__Work to do__
**A.** In the case excerpt, what brand and model of dynamometer was used to test the cycle?
**B.** Summarize the case excerpt in two sentences.
**C.** List each issue that the case excerpt presents as a "whether" question in the appeal.

TRAFFIC LAW - OFFENCES - PARTICULAR OFFENCES - BICYCLE RIDERS
APPEAL AND NEW TRIAL - NEW TRIAL - IN GENERAL AND PARTICULAR GROUNDS - PARTICULAR GROUNDS - IMPROPER ADMISSION OR REJECTION OF EVIDENCE
Appeal against magistrate’s findings of guilt with respect to offences of driving an unregistered and uninsured motor vehicle – appellant riding a power-assisted pedal cycle which she had assembled and tested herself – whether output of cycle was proved to exceed 200 watts – whether magistrate correct to treat dynamometer as a notorious scientific instrument attracting presumption of accuracy – whether dynamometer proved to be accurate – whether condition of cycle at time of testing the same as at date of alleged offending – whether appellant’s defence supported by her own evidence was afforded adequate analysis.
Held: appeal allowed - findings of guilt set aside and acquittals substituted - magistrate erred in presuming accuracy and in relying on evidence as to suitability and accuracy of dynamometer - cycle in much deteriorated condition at time of return to appellant - appellant’s defence not adequately considered.
Motor Vehicles Act 1959 (SA) s 5, s 9(1), s 102(1); Motor Vehicles Regulations 2010 (SA), referred to.
EMMERSON v POLICE
[2015] SASC 161Magistrates Appeal:
Criminal
VANSTONE J: On the morning of 3 December 2013 at about half past ten, the appellant was riding her power-assisted pedal cycle bearing the name “Lil Harley” along Mortlock Terrace, Port Lincoln. She was observed by Senior Constable Cusack. He “deemed” the output of the cycle engine to be more than 200 watts and stopped the appellant. After inspecting the cycle and speaking to the appellant, the officer issued an infringement notice for driving an unregistered and uninsured motor vehicle. He also seized the cycle as evidence.
Just short of three months later the cycle was brought by Senior Constable Paterson to Adelaide so that its output could be measured. It was taken to the premises of “Competition Conversions” at Thebarton. The proprietor of that business, Mr McConnell, tested it by placing it on a Dynajet brand 250i dynamometer (the Dynajet). He produced a graph from a computer attached to the Dynajet, which recorded the maximum output as an average of 1.29 horsepower, equating to about 961 watts.

(Segmentation annotation records)
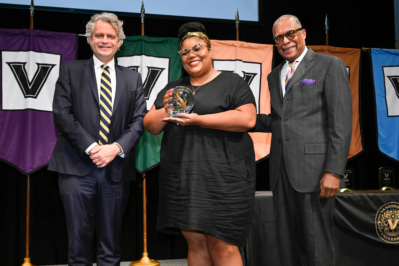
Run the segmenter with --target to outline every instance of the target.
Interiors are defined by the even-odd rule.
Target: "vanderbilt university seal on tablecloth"
[[[376,215],[376,228],[380,238],[389,243],[399,243],[399,203],[383,205]]]

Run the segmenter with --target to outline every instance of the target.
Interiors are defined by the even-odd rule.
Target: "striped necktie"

__Full answers__
**A.** A Dynajet brand 250i dynamometer.

**B.** A magistrate found the appellant guilty of driving an unregistered and uninsured motor vehicle after a police officer in Port Lincoln deemed her power-assisted pedal cycle's output to exceed 200 watts, and a dynamometer test months later recorded about 961 watts. The appeal was allowed and acquittals were substituted because the magistrate erred in presuming the dynamometer's accuracy, the cycle was in much deteriorated condition when returned to her, and her defence was not adequately considered.

**C.**
- Whether the output of the cycle was proved to exceed 200 watts
- Whether the magistrate was correct to treat the dynamometer as a notorious scientific instrument attracting a presumption of accuracy
- Whether the dynamometer was proved to be accurate
- Whether the condition of the cycle at the time of testing was the same as at the date of the alleged offending
- Whether the appellant's defence, supported by her own evidence, was afforded adequate analysis